抜粋文 —

◆ ◆ ◆

嗅覚がなくなると死亡率が上がる!?
第2回 嗅覚を鍛えることは可能! そのためには何をすればいい?
田中美香=医療ジャーナリスト
知られざる「匂いと健康」の関係を紹介する本コラム。前回は「嗅覚低下は認知症の初期症状の恐れがある」との報告を紹介した。今回取り上げるのは「嗅覚と死亡率の関係」。日ごろ我々は嗅覚について意識する機会が少ないだけに、改めてそのありがたみを再確認できるはずだ。
「嗅覚がなくなった人は死亡率が高かった」という報告も
第1回では、嗅覚低下が認知症の初期症状の1つであるとする研究報告を紹介した。だが、怖いのは認知症だけではない。嗅覚がなくなった人は、5年以内に死亡する確率が高かったという報告もあるのだ。
米国で行われたこの研究は、57~85歳の3005人を対象として、5年以内に死亡する割合を調べたもの(*)。嗅覚がなくなった人(嗅覚消失)、嗅覚が鈍くなる「嗅覚鈍麻」の人、嗅覚異常がない人、の3グループを比較すると、嗅覚が落ちるほど死亡率が高いという結果が出ている(下図)。

◆ ◆ ◆

提供資料 —
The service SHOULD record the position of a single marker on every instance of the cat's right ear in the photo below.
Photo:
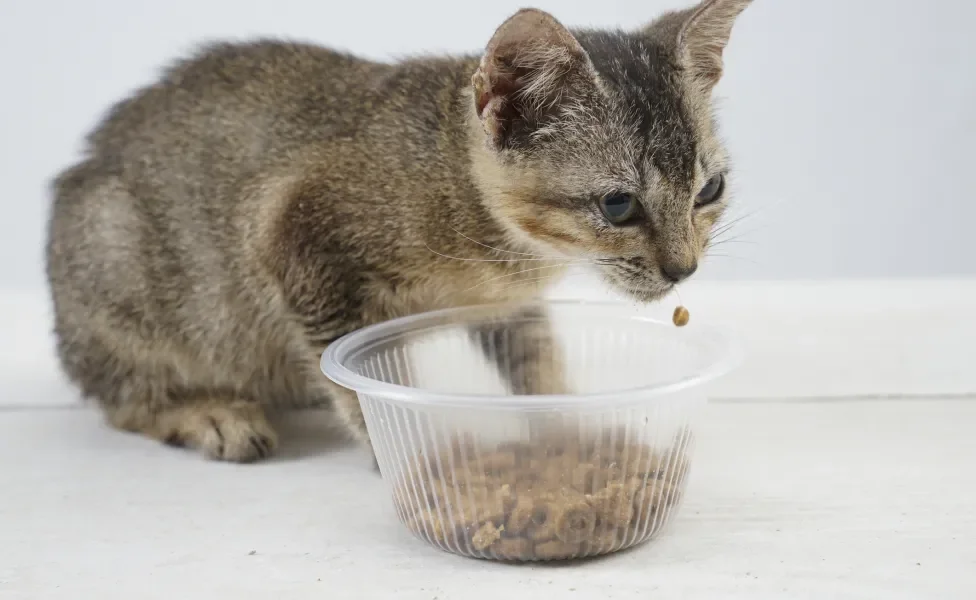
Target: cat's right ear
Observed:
(526, 69)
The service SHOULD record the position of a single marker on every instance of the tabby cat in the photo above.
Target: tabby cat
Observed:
(261, 199)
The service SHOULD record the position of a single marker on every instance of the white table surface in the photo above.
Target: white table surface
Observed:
(838, 499)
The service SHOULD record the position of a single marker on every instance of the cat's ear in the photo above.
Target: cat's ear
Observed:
(703, 35)
(527, 68)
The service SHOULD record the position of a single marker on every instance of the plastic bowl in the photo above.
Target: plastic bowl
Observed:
(481, 467)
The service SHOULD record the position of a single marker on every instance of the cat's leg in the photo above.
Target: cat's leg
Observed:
(146, 391)
(529, 357)
(220, 427)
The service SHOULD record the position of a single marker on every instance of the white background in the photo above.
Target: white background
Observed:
(851, 121)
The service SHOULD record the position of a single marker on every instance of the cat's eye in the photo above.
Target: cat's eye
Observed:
(712, 191)
(619, 208)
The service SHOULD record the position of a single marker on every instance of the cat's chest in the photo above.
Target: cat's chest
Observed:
(472, 283)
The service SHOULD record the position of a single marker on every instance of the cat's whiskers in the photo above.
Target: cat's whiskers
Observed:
(517, 273)
(505, 260)
(502, 250)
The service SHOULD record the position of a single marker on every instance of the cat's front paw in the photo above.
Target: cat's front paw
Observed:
(235, 432)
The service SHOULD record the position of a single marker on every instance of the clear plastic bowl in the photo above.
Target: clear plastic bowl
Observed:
(481, 465)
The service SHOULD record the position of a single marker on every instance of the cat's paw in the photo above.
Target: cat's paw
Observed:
(236, 432)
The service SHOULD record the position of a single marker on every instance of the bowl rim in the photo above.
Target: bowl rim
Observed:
(331, 363)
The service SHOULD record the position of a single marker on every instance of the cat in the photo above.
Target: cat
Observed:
(262, 199)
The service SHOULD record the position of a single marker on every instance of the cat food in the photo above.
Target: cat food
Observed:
(681, 316)
(555, 500)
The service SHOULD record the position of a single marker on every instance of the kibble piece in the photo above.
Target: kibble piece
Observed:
(516, 548)
(575, 520)
(681, 316)
(520, 518)
(555, 550)
(487, 535)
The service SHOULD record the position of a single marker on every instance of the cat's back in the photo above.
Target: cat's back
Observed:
(244, 98)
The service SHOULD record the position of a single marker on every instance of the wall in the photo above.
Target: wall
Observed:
(850, 120)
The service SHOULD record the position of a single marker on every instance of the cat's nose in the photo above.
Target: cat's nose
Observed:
(676, 272)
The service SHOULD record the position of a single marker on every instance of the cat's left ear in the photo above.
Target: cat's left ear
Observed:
(530, 65)
(703, 36)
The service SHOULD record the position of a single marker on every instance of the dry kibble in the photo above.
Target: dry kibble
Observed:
(555, 549)
(557, 498)
(681, 316)
(513, 548)
(487, 535)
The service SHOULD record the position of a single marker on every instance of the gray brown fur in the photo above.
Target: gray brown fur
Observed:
(262, 199)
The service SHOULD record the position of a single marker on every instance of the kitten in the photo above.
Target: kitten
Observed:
(260, 200)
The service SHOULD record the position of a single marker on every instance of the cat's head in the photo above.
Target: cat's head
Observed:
(602, 145)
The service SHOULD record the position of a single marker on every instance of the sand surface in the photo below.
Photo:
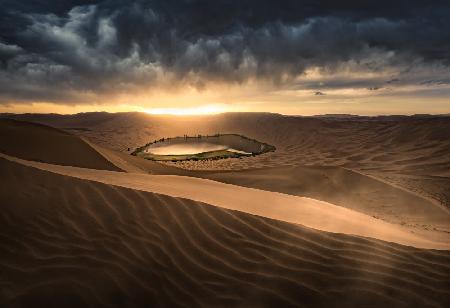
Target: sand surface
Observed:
(305, 211)
(238, 232)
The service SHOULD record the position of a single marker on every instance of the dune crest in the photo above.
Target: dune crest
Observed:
(68, 242)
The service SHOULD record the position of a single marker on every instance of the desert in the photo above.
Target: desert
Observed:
(132, 232)
(217, 153)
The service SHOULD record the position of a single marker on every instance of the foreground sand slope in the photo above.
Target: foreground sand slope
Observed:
(308, 212)
(42, 143)
(67, 242)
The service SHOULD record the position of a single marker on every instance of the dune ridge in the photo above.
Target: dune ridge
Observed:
(72, 243)
(43, 143)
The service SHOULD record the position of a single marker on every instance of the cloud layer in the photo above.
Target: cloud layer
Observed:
(77, 51)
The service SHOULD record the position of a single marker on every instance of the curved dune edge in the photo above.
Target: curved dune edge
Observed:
(305, 211)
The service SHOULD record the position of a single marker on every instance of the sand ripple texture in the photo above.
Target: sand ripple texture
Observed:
(66, 242)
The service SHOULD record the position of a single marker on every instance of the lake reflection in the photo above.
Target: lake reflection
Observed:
(188, 148)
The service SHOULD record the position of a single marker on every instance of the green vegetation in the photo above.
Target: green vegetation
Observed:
(246, 146)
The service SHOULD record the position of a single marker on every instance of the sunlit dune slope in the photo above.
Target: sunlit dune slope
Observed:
(308, 212)
(68, 242)
(42, 143)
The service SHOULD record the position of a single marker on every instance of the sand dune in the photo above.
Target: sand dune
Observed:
(68, 242)
(42, 143)
(305, 211)
(412, 152)
(83, 237)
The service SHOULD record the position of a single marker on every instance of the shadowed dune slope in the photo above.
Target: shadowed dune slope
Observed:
(69, 242)
(42, 143)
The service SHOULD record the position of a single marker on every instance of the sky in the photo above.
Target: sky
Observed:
(205, 56)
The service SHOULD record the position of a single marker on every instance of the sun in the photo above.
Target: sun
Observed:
(198, 110)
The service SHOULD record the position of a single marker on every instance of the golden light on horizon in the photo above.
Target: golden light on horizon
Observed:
(198, 110)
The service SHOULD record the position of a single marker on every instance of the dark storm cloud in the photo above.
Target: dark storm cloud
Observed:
(52, 50)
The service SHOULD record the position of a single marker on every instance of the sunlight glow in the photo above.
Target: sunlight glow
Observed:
(199, 110)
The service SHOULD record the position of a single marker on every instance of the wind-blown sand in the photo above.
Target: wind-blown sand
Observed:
(80, 236)
(308, 212)
(42, 143)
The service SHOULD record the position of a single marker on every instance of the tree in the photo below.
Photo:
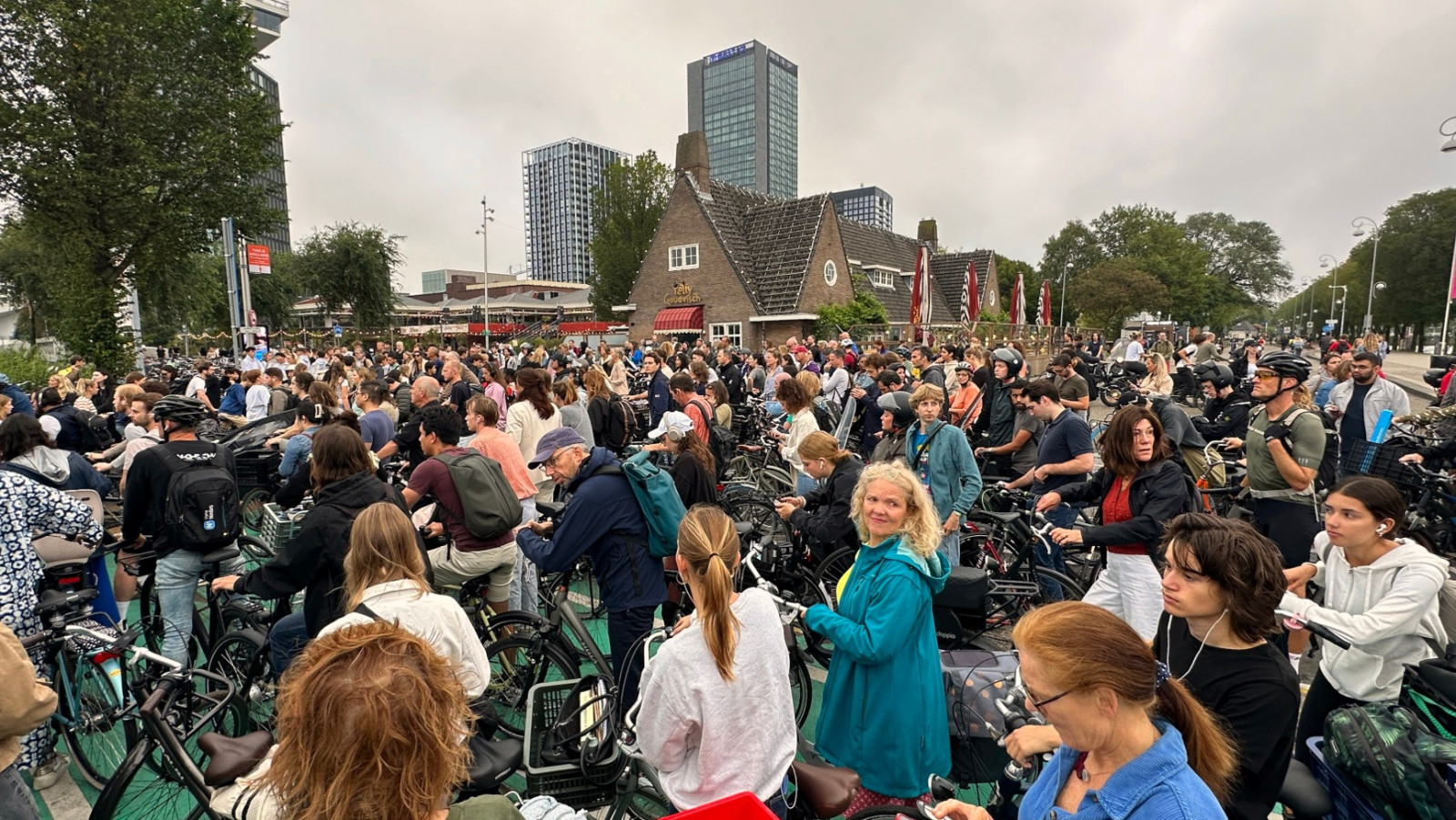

◆ ◆ ◆

作業指示 —
上にある嗅覚と死亡率についての抜粋文を、一字一句違えずに全文書き写すこと。

出力 —
嗅覚がなくなると死亡率が上がる!?
第2回 嗅覚を鍛えることは可能! そのためには何をすればいい?
田中美香=医療ジャーナリスト
知られざる「匂いと健康」の関係を紹介する本コラム。前回は「嗅覚低下は認知症の初期症状の恐れがある」との報告を紹介した。今回取り上げるのは「嗅覚と死亡率の関係」。日ごろ我々は嗅覚について意識する機会が少ないだけに、改めてそのありがたみを再確認できるはずだ。
「嗅覚がなくなった人は死亡率が高かった」という報告も
第1回では、嗅覚低下が認知症の初期症状の1つであるとする研究報告を紹介した。だが、怖いのは認知症だけではない。嗅覚がなくなった人は、5年以内に死亡する確率が高かったという報告もあるのだ。
米国で行われたこの研究は、57~85歳の3005人を対象として、5年以内に死亡する割合を調べたもの(*)。嗅覚がなくなった人(嗅覚消失)、嗅覚が鈍くなる「嗅覚鈍麻」の人、嗅覚異常がない人、の3グループを比較すると、嗅覚が落ちるほど死亡率が高いという結果が出ている(下図)。